TEXTO DA PÁGINA:
EA: Houve problemas de agendas com algumas pessoas. Muitas entrevistas, inclusive de parceiros importantes, também não entraram na hora da montagem. Não tem o Jards, por exemplo, mas ele aparece em três músicas, abrindo e fechando o filme, tocando com a Gal. A Gal aparece cantando, mas não tem ela falando, por problema de agenda. Mas, de qualquer forma, era também um mundo que era muito masculino. Os principais parceiros e amigos dele eram homens. É uma coisa que tem um limite, onde a gente consegue escapar disso dentro da temática?

PAS: Mas houve uma seleção de quem foi ouvido ou não, ou foi questão circunstancial? Macalé e Gal não falaram porque vocês não quiseram ou porque não deu?

EA: É, não deu. Na verdade o Macalé falou, a gente conseguiu gravar com ele. A Gal a gente não conseguiu.

PAS: Se entrasse todo mundo daria um filme de quatro horas?

EA: Mais da metade das entrevistas que a gente fez a gente não conseguiu incluir no filme…

PAS: É mesmo? Isso vai ficar inédito?

INFORMAÇÕES REGISTRADAS:

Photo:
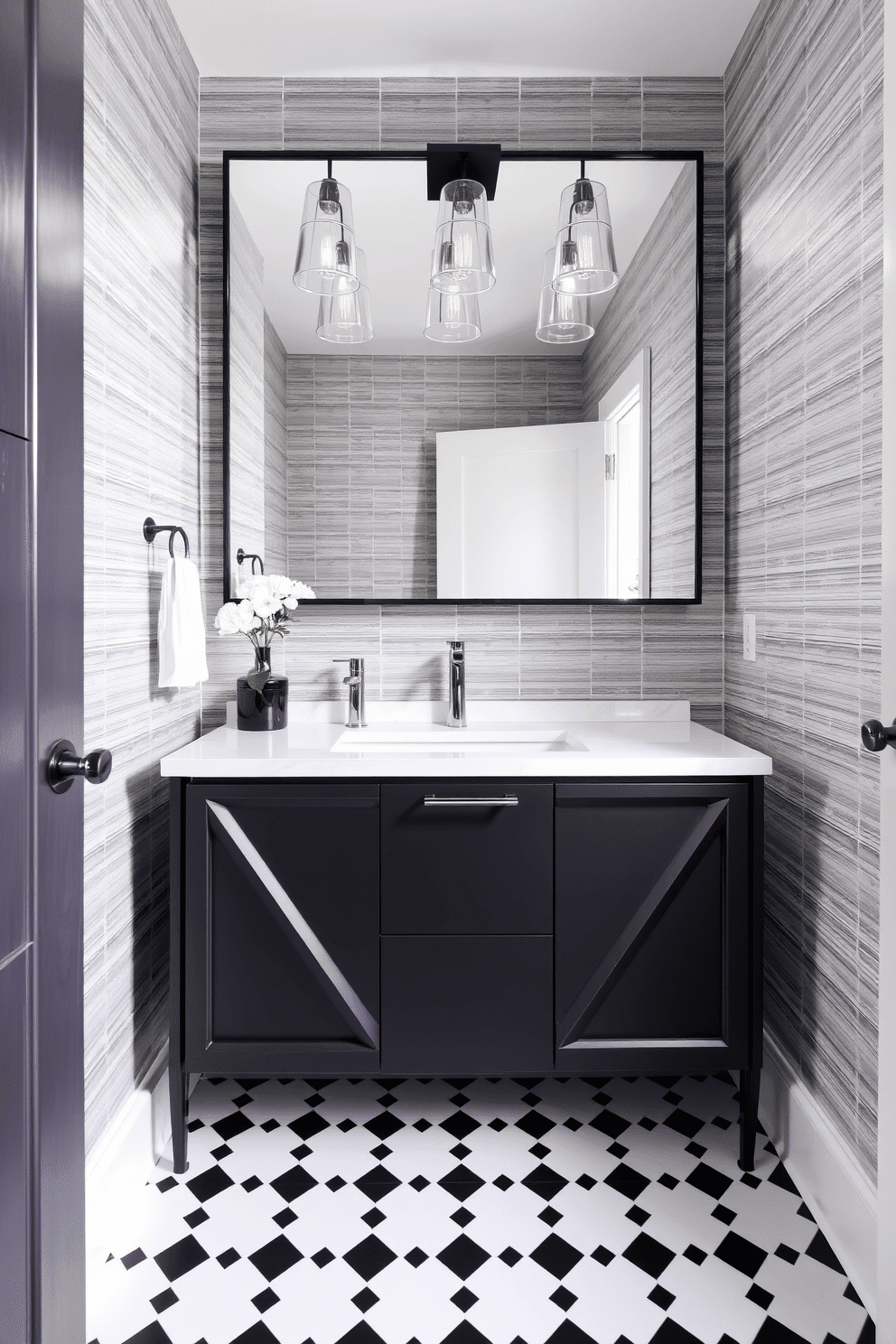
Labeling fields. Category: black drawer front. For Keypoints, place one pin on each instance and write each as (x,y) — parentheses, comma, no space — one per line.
(469,1005)
(468,868)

TAREFA A FAZER: Você pode prosseguir com a entrevista sobre o filme a partir da última fala?

RESPOSTA À TAREFA:
EA: Não sei, acho que não, né? O pessoal da televisão (o Canal Brasil é coprodutor do documentário) falou em fazer alguma coisa com o material, porque tem tanto…

PAS: Outra sensação que o filme me passa é que tem muita declaração inédita, muita surpresa. Isso vale também para o que vocês escolhem destacar da dele próprio (no filme poemas e textos de Torquato são interpretados com talento pelo ator Jesuíta Barbosa), coisas que eu nunca tinha ouvido ou estava esquecido. Que frases dele e que participantes da vida dele colocar são opções de vocês também…

EA: Isso tem muito a ver com a linha narrativa que a gente propõe. A gente acaba não fazendo uma biografia num sentido mais estrito, não estamos querendo narrar uma sucessão de fatos. O objetivo principal é criar um personagem forte. E a gente percebeu que o que nos interessava mais nesse personagem era a relação dele com a morte, uma relação vital com a morte. E aí a seleção de textos é um pouco em função disso. Na verdade veio dele isso, o que mais me marcou na produção dele – que é gigantesca, tem aqueles dois volumes organizados pelo Paulo Roberto PiresTorquatália. A gente foi percebendo como a produção dele é intensa, grande e marcada pela presença da questão da morte. A gente percebeu que realmente isso batia muito fundo nele, não só pelo fato simplesmente de ele ter se suicidado. Ele ter feito tantas revoluções é uma pulsão de morte. A gente organiza o filme para construir esse personagem, essa noção de que ele está sempre se matando e se reinventando como outra pessoa. E a gente organiza as entrevistas em torno desse tema também. A gente não vai ficar narrando fatos, o que a gente mais quer é entender como essas pessoas viram o que aconteceu com a vida dele, que não expliquem, mas ajudem a contar a história desse personagem dentro desse viés.

PAS: A minha segunda ressalva, que é ligada à primeira, e é uma pergunta que lhe faço, é por que vocês não enfrentam a questão da sexualidade de Torquato Neto.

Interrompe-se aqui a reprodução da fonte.